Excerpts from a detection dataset
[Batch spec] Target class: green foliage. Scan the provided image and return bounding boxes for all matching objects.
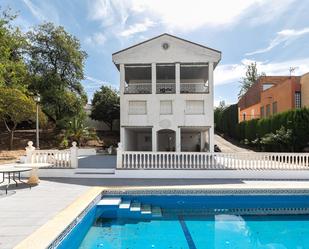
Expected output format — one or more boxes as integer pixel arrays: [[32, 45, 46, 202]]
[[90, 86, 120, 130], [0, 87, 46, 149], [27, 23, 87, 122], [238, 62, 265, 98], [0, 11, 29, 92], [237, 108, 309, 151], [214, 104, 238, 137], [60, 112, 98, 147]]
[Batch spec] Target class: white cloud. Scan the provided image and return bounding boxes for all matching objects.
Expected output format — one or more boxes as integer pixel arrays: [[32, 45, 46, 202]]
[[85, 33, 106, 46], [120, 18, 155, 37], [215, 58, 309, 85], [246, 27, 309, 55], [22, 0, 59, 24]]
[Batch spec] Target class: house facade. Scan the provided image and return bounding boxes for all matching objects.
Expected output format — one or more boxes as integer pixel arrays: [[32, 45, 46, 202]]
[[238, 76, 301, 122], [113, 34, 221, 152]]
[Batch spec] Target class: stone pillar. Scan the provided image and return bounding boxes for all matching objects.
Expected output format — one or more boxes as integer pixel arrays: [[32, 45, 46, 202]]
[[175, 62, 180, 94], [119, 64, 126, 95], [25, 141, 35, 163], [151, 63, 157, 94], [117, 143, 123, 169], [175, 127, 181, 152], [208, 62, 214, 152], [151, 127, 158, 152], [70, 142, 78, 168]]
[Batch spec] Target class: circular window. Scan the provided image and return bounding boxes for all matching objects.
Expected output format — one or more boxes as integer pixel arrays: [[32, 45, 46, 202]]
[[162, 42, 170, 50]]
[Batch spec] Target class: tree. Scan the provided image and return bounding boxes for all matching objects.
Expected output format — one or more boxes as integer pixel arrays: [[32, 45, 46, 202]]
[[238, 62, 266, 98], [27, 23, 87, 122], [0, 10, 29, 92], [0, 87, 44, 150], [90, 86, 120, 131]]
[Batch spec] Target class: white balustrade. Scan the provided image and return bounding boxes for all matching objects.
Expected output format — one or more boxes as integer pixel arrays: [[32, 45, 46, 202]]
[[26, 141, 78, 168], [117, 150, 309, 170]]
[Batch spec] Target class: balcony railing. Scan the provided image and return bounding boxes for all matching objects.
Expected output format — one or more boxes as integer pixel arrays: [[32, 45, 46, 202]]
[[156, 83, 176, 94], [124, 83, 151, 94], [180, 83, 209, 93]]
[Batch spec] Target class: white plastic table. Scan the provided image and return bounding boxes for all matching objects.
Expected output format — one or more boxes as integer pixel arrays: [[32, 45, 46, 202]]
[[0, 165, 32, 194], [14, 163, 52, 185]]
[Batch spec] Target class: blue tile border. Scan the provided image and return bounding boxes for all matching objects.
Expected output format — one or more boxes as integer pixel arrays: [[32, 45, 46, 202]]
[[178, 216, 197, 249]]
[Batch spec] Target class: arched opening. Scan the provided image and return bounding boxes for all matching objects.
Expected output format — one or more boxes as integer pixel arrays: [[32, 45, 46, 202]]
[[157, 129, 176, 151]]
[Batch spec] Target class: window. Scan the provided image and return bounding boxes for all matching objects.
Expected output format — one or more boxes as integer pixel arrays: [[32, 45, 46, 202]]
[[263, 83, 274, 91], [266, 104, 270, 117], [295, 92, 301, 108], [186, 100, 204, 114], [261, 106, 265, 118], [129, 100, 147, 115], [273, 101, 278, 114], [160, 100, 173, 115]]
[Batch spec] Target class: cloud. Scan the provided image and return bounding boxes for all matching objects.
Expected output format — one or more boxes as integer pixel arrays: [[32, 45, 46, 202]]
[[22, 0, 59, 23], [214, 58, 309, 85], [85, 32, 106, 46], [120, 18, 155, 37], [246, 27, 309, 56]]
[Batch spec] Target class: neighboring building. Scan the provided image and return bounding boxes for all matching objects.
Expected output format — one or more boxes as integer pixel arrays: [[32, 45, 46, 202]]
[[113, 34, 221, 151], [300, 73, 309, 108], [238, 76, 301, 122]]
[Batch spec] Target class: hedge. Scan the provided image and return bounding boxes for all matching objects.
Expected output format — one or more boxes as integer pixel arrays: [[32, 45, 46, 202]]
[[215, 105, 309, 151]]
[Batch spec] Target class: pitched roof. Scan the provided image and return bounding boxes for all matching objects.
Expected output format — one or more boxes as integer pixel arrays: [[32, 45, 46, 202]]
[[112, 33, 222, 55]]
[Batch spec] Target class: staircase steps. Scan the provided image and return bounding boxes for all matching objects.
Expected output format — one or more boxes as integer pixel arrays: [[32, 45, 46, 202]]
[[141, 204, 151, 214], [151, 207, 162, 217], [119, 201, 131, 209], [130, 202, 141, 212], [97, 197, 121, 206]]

## [Exercise directions]
Repeat every one of the entries above verbatim, omitting the pictures.

## [Exercise response]
[Batch spec] Target class: green foliage. Scan the provided image and return bounding boxes for all matching objects.
Expected output format — one or more boxes as integer pixel arrays: [[32, 45, 46, 202]]
[[90, 86, 120, 130], [0, 87, 46, 149], [27, 23, 87, 122], [238, 62, 265, 98], [0, 11, 29, 92], [237, 108, 309, 151], [214, 104, 238, 137], [60, 112, 98, 147]]
[Batch spec] Target class: white cloud. Scan the provided image and return bounding boxes for all matching objects.
Expected output format — one or more boxes as integer pixel arrays: [[32, 45, 46, 202]]
[[85, 33, 106, 46], [120, 18, 155, 37], [215, 58, 309, 85], [246, 27, 309, 55], [22, 0, 59, 24]]
[Batch spec] Target class: house facade. Scan the provided image and return bounding boxes for all matching objects.
Expected output format — one or more boxes as integer pixel arrays: [[32, 45, 46, 202]]
[[238, 76, 301, 122], [113, 34, 221, 152]]
[Batch spec] Target class: stone pillar. Scan the provided image and return bounding boxes for all matching objects.
Expected output format — one or more boxes as integer pixel arrays: [[32, 45, 46, 202]]
[[175, 62, 180, 94], [119, 64, 126, 95], [25, 141, 35, 163], [151, 63, 157, 94], [117, 143, 123, 169], [175, 127, 181, 152], [208, 62, 214, 152], [151, 127, 158, 152], [70, 142, 78, 168]]
[Batch spec] Target class: circular window. Scan the provided image and return bounding boxes for all matching objects.
Expected output format — one or more boxes as integer pixel arrays: [[32, 45, 46, 202]]
[[162, 42, 170, 50]]
[Batch spec] Target class: tree. Scan the provided image and return bounding boxes for all matching objects.
Expected output format — one or more boxes as integer pixel arrays: [[32, 45, 46, 202]]
[[238, 62, 266, 98], [27, 23, 87, 122], [0, 10, 29, 92], [0, 87, 44, 150], [90, 86, 120, 131]]
[Batch spec] Target class: white balustrade. Scan the provided image and return bounding boxes for all matching objects.
Expected output format — one or more boxes as integer pixel arrays: [[32, 45, 46, 202]]
[[26, 141, 78, 168], [117, 150, 309, 170]]
[Batch spec] Target class: balcony railing. Scan the provided image and return bounding boxes for all matching objects.
Expected output format — one or more boxes as integer pixel arrays: [[32, 45, 46, 202]]
[[156, 83, 176, 94], [124, 83, 151, 94], [180, 83, 209, 93]]
[Batch spec] Target class: white plastic table. Scan the provided image and return bounding boxes for all matching objects.
Expected output format — one or more boxes as integer pixel arrays: [[32, 45, 46, 202]]
[[0, 165, 32, 194], [14, 163, 52, 185]]
[Batch spec] Target class: blue tile border. Scan the provided image and return bounding boxes for all matching objects.
Expected output format — one or more boxes as integer pixel arrays: [[32, 45, 46, 202]]
[[178, 216, 197, 249]]
[Batch spec] Target class: arched opening. Scan the provided image and return bounding boxes for all matching objects.
Expected output format — one or more boxes as integer pixel arrays: [[32, 45, 46, 202]]
[[157, 129, 176, 151]]
[Batch spec] Target class: window. Scan the provided image and return bounding boxes for all matching objects.
Expected output format — one or more boxes as integer pixel arrays: [[32, 45, 46, 202]]
[[263, 83, 274, 91], [266, 104, 270, 117], [295, 92, 301, 108], [186, 100, 204, 114], [261, 106, 265, 118], [129, 100, 147, 115], [273, 101, 278, 114], [160, 100, 173, 115]]
[Batch spec] Target class: cloud. Scan the provided image and return bounding boxes for all matching objects.
Expected output format — one or more boxes as integer pixel arrays: [[32, 45, 46, 202]]
[[22, 0, 59, 23], [214, 58, 309, 85], [85, 32, 106, 46], [120, 18, 155, 37], [246, 27, 309, 56]]
[Batch spec] Target class: neighboring building. Scan the provided image and return bounding boxes for all matching objects.
Expected output format — one or more boxes as integer pixel arrays: [[32, 45, 46, 202]]
[[113, 34, 221, 151], [300, 73, 309, 108], [238, 76, 301, 122]]
[Batch spec] Target class: hedge. Scan the provided image and return bounding boxes for all matching objects.
Expected output format — one or more boxes as integer pixel arrays: [[32, 45, 46, 202]]
[[215, 105, 309, 151]]
[Batch spec] Target class: pitched roof. Scan the provided image and return bounding boxes for all matching objects.
Expected output format — one or more boxes as integer pixel arrays: [[32, 45, 46, 202]]
[[112, 33, 222, 55]]
[Batch spec] Target class: staircase steps. Scan the provided image and return bounding boxes for all matching objects.
Expected output format — one or more boxes as integer pixel arrays: [[32, 45, 46, 202]]
[[141, 204, 151, 214], [151, 207, 162, 217], [119, 201, 131, 209], [130, 202, 141, 212], [97, 197, 121, 206]]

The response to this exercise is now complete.